Photo object pointing material:

(begin)

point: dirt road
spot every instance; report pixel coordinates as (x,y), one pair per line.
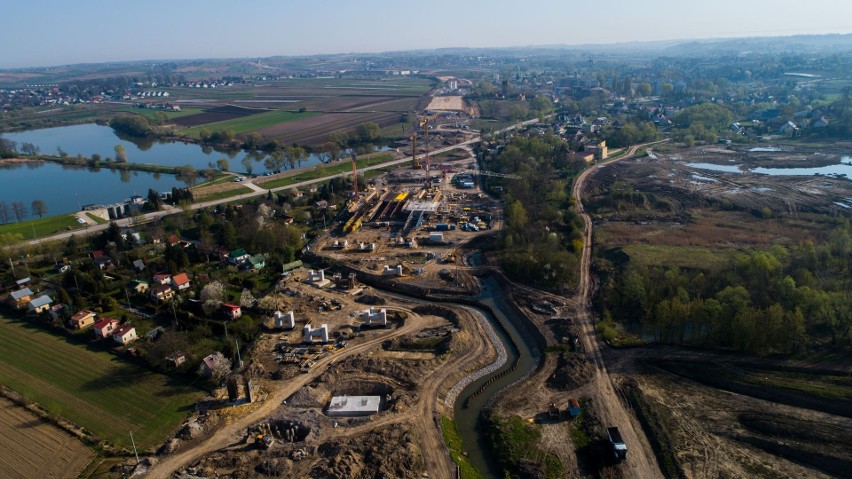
(233,431)
(641,462)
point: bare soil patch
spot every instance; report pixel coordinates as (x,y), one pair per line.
(222,113)
(32,447)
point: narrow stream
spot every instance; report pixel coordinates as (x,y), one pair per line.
(477,396)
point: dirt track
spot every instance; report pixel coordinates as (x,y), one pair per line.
(641,462)
(236,429)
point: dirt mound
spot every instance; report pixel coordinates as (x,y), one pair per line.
(370,300)
(572,371)
(356,459)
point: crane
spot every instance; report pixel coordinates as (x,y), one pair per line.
(354,177)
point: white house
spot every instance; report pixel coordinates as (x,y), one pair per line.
(284,321)
(124,334)
(375,317)
(313,335)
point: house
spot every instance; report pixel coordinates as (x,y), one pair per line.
(820,123)
(82,320)
(257,262)
(138,286)
(19,299)
(105,327)
(40,304)
(162,292)
(57,312)
(238,256)
(232,311)
(124,334)
(175,359)
(180,281)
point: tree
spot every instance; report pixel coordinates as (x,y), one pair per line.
(211,297)
(217,367)
(247,299)
(248,164)
(39,208)
(120,153)
(20,210)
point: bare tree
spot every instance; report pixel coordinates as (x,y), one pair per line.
(219,366)
(20,210)
(39,208)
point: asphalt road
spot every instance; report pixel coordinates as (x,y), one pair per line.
(256,191)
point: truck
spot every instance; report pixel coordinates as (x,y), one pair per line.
(619,449)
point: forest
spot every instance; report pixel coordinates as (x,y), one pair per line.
(542,240)
(775,300)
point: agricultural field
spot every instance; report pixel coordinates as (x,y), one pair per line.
(32,447)
(303,111)
(248,123)
(93,389)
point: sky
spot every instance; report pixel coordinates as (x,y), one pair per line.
(60,32)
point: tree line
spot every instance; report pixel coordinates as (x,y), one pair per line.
(775,300)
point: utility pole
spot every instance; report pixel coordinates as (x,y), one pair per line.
(134,448)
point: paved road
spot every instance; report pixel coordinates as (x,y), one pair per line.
(257,190)
(641,462)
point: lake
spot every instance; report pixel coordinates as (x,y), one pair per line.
(844,168)
(65,189)
(91,138)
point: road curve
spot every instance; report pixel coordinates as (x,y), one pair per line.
(641,462)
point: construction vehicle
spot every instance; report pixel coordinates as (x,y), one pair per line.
(619,449)
(264,439)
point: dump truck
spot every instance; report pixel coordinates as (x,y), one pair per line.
(619,449)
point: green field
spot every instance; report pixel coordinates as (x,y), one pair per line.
(42,226)
(682,256)
(249,123)
(148,113)
(323,171)
(96,390)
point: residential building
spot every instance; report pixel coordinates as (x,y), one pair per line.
(82,320)
(162,292)
(180,281)
(124,334)
(40,304)
(105,327)
(232,311)
(19,299)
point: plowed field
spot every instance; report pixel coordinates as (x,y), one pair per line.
(32,447)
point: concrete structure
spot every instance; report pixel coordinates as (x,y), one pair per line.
(83,319)
(105,327)
(392,270)
(315,335)
(354,406)
(19,299)
(232,311)
(124,334)
(40,304)
(375,317)
(284,321)
(317,278)
(180,281)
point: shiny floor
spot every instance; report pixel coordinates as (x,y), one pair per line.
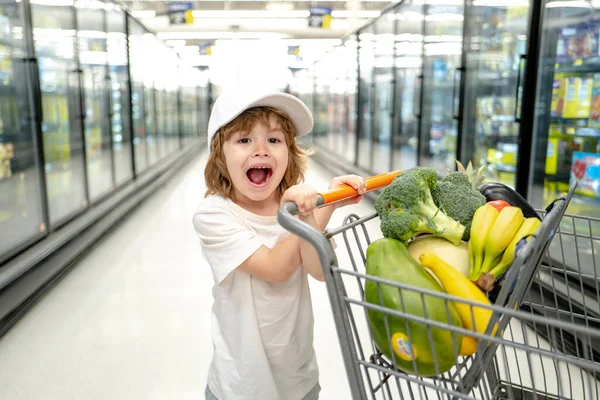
(131,321)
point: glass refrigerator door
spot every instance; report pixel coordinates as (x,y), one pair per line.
(566,149)
(409,64)
(54,40)
(441,79)
(21,214)
(567,128)
(136,65)
(496,39)
(383,94)
(366,56)
(119,76)
(93,60)
(151,125)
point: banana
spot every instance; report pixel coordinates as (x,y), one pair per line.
(483,219)
(468,346)
(473,318)
(529,227)
(500,235)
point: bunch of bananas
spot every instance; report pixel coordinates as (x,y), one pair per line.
(494,238)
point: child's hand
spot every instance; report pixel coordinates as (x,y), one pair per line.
(303,195)
(357,182)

(end)

▶ [GOAL OF THE EXERCISE]: Rescale the material from the line with "point: bunch of bananas" through the end of the material, giving every line again with the requests included. Multiply each pixel coordinate in the answers by 1.85 and round to whole numbers, with halves rounding up.

▶ [REPLY]:
point: bunch of bananas
spot every instance; report pixel coordinates as (x,y), one pair per line.
(914,440)
point: child's hand
spot every instance; report pixel coordinates as (x,y), one pair per line.
(561,361)
(660,337)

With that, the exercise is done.